STATED GOAL →
Rewrite each item below, changing "beige siding" to "tan siding" and keeping everything else the same. Leave the pictures out of your version.

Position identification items
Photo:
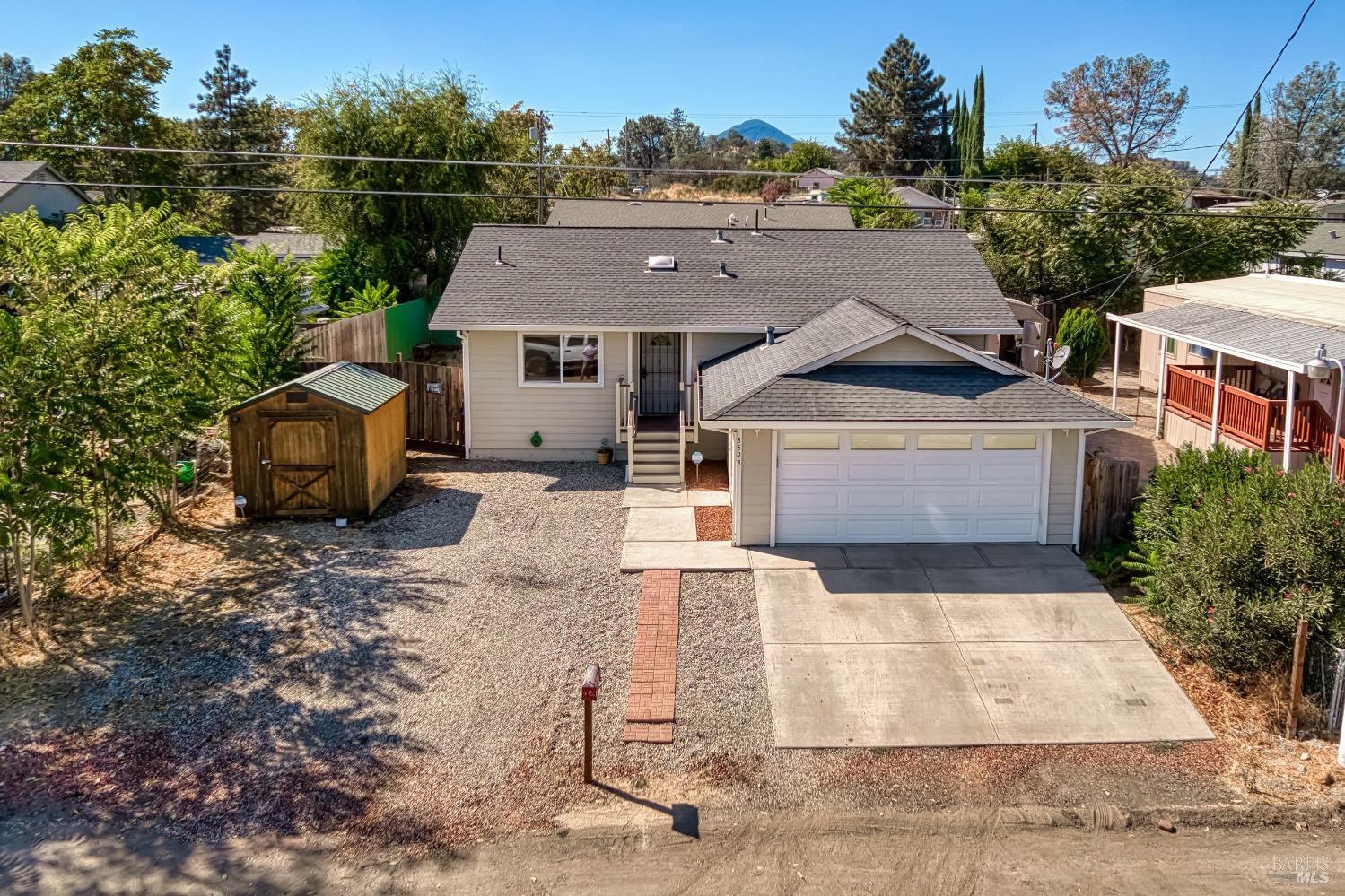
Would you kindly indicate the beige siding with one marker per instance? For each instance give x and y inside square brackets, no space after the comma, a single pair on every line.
[504,414]
[754,484]
[1064,481]
[904,349]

OUTPUT FOR THIS EXERCISE →
Photo:
Would you kindly indicate the tan siding with one marker per instance? For each instance give x and y inside square brackets, no space after the comma, a single pair on every line.
[504,414]
[754,484]
[1064,481]
[904,349]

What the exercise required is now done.